▶ [Dataset records]:
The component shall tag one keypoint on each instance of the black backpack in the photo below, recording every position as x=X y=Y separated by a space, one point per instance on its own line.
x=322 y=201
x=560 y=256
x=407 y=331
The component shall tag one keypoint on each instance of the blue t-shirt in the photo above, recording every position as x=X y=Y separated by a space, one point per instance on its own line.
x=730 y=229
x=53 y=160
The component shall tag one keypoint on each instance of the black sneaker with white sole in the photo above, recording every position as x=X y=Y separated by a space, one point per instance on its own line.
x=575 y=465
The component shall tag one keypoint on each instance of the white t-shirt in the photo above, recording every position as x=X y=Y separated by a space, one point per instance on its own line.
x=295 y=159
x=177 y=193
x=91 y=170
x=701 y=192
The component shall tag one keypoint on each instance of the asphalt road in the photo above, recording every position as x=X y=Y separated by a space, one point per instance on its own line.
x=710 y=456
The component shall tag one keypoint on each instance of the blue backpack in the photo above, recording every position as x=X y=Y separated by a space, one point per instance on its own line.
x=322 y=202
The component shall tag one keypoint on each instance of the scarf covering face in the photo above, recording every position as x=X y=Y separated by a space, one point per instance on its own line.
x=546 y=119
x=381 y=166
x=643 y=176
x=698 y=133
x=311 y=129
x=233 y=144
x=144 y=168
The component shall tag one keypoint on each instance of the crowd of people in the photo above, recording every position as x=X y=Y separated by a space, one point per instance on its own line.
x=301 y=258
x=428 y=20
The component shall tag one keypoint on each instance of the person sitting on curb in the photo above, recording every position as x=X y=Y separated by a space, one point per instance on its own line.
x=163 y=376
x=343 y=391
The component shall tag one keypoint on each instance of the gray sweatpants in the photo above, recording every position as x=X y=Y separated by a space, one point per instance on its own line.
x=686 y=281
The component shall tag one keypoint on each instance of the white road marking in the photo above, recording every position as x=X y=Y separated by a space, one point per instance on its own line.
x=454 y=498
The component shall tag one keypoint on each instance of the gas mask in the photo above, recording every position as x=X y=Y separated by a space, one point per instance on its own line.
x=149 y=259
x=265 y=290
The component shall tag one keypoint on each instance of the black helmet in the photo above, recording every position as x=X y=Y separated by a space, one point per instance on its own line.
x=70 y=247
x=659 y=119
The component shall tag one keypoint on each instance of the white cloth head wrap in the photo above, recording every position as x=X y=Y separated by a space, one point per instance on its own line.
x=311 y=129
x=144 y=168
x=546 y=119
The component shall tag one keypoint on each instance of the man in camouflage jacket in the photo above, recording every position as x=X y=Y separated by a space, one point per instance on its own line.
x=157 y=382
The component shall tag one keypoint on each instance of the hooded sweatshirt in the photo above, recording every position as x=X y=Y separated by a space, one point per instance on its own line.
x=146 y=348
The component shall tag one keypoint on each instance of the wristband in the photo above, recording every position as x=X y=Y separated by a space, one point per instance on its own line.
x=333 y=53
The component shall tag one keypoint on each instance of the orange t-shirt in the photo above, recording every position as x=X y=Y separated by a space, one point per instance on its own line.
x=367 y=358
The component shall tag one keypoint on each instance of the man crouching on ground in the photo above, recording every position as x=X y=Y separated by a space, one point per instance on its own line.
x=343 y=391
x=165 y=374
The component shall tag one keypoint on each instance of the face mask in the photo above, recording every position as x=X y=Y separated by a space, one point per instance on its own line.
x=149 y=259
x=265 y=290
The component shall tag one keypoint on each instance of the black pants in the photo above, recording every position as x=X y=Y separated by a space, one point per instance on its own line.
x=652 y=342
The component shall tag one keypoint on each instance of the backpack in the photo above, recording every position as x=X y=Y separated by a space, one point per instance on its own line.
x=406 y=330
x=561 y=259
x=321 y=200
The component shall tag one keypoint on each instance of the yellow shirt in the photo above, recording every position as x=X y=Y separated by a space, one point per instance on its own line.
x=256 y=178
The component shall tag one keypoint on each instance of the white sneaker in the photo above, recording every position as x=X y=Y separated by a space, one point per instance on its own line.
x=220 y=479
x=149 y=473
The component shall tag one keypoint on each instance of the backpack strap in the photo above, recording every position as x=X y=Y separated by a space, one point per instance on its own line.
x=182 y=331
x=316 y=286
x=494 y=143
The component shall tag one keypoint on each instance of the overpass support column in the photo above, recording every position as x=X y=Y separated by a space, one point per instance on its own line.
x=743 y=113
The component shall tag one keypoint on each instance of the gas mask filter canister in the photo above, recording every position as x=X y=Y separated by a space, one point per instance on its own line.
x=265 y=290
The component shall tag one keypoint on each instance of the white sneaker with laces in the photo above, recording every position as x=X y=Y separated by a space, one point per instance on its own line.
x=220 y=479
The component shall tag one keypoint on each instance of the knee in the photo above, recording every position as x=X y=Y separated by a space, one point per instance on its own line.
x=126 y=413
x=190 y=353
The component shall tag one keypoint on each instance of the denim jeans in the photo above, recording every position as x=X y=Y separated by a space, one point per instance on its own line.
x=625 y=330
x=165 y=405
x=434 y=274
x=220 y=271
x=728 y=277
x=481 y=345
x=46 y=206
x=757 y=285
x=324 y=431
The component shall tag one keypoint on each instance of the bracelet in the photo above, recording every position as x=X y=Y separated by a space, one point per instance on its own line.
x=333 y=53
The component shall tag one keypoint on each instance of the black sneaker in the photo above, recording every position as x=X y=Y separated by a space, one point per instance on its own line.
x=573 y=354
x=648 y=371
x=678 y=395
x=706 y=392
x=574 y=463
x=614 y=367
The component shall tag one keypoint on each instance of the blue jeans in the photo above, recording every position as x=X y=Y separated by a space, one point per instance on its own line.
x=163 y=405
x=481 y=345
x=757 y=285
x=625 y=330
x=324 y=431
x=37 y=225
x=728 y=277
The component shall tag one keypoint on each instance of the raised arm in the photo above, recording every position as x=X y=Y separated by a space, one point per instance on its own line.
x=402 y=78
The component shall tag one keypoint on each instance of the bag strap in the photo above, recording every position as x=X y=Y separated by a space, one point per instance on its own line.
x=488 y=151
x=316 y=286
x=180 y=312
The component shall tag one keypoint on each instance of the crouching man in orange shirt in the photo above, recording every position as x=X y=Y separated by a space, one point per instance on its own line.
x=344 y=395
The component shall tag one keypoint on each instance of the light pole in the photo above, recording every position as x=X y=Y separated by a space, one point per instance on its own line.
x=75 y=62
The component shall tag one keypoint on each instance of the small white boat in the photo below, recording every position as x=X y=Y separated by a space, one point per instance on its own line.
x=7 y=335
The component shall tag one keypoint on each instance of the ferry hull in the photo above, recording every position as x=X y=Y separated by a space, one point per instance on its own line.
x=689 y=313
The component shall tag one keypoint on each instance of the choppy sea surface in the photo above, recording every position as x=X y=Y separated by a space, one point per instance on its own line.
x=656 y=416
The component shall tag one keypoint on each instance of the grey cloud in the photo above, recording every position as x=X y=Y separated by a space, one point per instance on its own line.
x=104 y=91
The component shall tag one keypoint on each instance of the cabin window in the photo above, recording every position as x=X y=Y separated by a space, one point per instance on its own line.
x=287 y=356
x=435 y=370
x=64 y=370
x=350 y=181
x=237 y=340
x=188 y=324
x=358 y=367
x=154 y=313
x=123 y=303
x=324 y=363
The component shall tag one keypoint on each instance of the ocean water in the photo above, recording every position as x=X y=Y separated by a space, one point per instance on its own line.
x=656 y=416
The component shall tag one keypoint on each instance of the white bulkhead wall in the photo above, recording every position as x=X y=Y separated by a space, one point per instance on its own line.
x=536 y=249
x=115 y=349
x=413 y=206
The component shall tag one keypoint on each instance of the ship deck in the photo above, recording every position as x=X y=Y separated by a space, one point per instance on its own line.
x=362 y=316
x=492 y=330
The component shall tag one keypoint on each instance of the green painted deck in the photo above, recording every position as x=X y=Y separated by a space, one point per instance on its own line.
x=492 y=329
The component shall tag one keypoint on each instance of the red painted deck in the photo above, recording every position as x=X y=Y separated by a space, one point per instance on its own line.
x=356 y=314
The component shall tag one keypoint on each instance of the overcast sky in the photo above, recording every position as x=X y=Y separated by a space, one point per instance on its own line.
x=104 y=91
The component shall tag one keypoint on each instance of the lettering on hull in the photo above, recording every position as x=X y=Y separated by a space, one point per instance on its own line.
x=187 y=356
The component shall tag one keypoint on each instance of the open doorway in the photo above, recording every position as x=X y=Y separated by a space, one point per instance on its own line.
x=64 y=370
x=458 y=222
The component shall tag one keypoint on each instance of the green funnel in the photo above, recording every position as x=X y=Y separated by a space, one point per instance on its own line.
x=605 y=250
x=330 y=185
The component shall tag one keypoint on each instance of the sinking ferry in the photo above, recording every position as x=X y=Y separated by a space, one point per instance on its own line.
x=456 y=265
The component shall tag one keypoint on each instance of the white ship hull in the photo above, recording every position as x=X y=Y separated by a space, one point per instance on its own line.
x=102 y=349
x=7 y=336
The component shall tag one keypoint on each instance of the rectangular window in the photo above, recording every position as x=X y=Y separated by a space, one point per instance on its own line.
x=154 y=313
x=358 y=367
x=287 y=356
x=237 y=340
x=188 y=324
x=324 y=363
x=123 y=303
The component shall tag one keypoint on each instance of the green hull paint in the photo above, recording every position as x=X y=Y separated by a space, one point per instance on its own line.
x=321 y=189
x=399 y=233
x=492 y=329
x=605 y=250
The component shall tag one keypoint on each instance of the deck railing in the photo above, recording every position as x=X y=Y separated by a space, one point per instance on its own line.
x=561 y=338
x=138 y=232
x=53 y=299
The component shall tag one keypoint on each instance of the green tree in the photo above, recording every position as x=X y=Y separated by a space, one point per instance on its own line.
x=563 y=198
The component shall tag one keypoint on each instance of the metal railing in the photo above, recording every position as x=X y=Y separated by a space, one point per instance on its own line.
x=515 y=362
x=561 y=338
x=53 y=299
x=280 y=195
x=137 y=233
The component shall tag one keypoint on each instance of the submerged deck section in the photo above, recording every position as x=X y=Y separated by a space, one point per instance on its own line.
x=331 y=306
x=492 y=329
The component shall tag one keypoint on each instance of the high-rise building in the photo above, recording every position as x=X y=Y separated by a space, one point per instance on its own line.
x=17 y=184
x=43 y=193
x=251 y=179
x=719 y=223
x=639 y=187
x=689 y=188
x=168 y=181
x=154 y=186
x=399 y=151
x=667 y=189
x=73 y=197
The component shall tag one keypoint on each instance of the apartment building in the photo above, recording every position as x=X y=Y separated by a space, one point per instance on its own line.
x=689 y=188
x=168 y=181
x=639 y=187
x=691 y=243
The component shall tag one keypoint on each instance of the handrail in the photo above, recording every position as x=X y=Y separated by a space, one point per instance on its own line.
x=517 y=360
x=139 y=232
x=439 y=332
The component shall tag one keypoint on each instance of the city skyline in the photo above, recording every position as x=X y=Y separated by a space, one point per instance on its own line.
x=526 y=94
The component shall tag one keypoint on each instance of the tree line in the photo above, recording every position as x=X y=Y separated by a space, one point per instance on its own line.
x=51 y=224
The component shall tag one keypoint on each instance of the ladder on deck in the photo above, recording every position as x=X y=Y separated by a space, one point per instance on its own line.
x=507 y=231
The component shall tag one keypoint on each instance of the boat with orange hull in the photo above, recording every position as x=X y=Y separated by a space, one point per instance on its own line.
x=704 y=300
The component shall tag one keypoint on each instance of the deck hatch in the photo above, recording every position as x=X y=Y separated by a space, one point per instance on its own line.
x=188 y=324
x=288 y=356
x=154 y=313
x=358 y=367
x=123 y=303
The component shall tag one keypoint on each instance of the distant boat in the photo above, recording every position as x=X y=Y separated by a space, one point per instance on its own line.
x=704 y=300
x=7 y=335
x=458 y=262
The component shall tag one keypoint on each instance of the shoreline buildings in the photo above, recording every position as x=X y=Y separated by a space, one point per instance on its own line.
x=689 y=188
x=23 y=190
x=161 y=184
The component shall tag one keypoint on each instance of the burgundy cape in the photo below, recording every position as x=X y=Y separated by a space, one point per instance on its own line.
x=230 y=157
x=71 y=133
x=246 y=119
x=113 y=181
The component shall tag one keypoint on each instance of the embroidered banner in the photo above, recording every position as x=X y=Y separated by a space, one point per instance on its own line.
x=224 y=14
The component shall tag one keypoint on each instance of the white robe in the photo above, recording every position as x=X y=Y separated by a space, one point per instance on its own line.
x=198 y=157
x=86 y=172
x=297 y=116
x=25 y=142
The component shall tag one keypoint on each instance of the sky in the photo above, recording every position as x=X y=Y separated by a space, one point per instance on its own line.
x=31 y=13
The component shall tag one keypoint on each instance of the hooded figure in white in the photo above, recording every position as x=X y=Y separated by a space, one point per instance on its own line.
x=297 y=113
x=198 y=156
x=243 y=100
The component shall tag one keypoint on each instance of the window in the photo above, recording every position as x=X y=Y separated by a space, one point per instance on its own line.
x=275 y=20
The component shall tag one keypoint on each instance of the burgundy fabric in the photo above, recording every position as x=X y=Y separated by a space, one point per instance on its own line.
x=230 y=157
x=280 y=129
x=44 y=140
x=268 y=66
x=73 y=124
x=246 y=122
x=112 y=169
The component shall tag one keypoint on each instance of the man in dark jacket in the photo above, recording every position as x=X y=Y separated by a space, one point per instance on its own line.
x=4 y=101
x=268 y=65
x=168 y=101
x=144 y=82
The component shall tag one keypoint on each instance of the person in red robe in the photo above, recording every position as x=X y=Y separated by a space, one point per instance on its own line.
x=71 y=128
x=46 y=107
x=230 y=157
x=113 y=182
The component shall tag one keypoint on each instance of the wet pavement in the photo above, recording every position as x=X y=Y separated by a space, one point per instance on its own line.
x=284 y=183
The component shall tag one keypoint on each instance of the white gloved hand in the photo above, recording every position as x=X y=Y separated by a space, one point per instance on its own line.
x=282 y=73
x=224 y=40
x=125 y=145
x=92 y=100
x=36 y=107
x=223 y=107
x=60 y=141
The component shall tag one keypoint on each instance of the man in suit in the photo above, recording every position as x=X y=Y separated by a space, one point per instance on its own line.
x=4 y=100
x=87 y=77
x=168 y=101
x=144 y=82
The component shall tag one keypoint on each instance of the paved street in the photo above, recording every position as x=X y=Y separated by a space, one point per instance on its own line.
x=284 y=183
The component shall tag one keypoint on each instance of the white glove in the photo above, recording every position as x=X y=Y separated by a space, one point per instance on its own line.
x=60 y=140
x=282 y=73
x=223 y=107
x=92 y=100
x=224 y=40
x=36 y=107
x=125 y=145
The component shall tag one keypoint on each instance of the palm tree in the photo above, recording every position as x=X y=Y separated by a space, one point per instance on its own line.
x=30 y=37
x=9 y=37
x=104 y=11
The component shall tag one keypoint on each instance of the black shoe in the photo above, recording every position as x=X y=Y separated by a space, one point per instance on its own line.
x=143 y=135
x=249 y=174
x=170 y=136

▶ [Instruction]: Rewrite the lines from the one containing "gas mask filter" through the one containing "x=190 y=353", inclusive, replacing "keypoint" with "marker" and leaving everything else as it stands. Return only those lines.

▶ [Output for this task]:
The component shall tag one marker on each instance of the gas mask filter canister in the photo above, recording every position as x=X y=Y separated by a space, one point per instance on its own line.
x=265 y=290
The component shall tag one marker on each instance of the white sneaker with laces in the photo above, recording every position as x=X y=Y separated by a space, one point per instance on its own line.
x=220 y=479
The component shall tag one marker on each instance of the knee in the photo above, recording every position as x=X y=Y separated by a space, one point per instance on its own line.
x=126 y=413
x=190 y=353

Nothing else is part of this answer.